- [Task details] Give the lines of the material from the one containing "the blue collar" through the last line, both included, as a JSON list of strings with one string per line and blank lines omitted.

- [Records shown]

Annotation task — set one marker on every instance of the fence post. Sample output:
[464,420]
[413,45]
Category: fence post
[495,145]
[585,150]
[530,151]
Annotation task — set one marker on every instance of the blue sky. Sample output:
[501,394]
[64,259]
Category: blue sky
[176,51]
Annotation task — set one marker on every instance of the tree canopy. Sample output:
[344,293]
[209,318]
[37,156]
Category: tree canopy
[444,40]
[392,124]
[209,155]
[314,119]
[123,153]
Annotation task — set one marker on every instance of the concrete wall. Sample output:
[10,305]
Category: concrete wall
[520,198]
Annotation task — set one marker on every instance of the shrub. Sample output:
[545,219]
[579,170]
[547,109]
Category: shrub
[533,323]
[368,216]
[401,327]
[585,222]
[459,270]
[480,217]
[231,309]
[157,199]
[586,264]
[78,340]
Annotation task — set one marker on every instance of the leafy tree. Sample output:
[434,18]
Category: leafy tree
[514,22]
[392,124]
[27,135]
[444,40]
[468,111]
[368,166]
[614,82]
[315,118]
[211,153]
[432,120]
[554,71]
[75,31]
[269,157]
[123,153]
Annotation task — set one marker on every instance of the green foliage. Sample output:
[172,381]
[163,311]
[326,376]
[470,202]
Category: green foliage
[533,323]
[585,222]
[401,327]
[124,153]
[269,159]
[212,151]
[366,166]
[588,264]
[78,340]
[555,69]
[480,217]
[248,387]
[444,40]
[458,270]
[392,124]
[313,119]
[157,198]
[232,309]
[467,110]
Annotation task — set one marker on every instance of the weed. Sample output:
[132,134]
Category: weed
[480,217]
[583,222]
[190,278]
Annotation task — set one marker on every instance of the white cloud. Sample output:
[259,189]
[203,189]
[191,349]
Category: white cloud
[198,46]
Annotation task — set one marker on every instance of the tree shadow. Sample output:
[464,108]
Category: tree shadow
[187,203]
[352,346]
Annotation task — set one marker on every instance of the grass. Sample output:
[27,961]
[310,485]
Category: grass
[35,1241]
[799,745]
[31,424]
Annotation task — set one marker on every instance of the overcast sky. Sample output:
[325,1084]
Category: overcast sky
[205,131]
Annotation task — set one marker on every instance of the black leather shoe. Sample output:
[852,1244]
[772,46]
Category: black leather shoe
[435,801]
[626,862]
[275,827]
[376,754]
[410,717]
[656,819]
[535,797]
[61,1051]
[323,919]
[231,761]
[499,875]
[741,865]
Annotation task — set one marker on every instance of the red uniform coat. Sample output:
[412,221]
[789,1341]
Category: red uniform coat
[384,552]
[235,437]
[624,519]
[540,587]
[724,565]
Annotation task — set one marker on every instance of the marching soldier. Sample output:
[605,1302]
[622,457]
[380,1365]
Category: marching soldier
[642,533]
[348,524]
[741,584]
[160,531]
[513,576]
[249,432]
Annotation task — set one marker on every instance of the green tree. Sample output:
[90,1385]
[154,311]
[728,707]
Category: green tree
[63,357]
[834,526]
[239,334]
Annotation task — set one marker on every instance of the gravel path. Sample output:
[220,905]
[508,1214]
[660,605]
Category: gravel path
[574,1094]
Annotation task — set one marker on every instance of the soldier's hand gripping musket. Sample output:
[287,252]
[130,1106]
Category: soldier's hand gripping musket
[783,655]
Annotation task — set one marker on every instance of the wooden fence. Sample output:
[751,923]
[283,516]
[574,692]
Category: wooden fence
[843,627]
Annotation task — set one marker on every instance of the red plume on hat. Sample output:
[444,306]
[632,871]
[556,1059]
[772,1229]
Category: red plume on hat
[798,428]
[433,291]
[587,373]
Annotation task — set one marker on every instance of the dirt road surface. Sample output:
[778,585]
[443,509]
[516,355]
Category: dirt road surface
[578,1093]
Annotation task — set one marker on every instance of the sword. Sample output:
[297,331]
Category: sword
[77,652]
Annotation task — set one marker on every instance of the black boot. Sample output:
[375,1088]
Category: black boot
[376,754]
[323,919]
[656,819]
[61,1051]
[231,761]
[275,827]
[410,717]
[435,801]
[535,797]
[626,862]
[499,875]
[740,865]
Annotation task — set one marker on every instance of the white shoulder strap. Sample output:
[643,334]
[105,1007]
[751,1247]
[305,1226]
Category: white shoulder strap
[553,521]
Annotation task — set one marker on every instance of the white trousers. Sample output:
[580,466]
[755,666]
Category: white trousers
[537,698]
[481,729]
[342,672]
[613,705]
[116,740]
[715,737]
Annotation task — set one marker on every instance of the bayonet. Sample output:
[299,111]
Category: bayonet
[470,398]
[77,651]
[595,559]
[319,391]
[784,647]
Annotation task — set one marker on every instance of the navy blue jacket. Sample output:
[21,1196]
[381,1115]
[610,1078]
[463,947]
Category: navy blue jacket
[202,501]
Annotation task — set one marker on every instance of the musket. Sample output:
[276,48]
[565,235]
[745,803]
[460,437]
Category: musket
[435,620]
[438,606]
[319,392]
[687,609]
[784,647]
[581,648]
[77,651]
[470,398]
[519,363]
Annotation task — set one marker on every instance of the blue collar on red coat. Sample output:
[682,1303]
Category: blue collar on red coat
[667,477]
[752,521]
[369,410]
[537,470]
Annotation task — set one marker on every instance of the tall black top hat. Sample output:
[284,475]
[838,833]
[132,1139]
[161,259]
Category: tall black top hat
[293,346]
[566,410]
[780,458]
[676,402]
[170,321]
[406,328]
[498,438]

- [Written answer]
[
  "Annotation task — set one marker on every instance of the blue collar on red coat. Sample output:",
  "[682,1303]",
  "Category: blue collar on red coat",
  "[667,477]",
  "[752,521]",
  "[369,410]",
  "[537,470]",
  "Annotation task — set one marker on every instance of the tall black top hat. Sample output:",
  "[284,475]",
  "[838,833]",
  "[132,1139]",
  "[161,259]",
  "Category: tall black top hat",
  "[293,346]",
  "[566,410]",
  "[780,458]",
  "[676,402]",
  "[170,321]",
  "[406,328]",
  "[498,438]"
]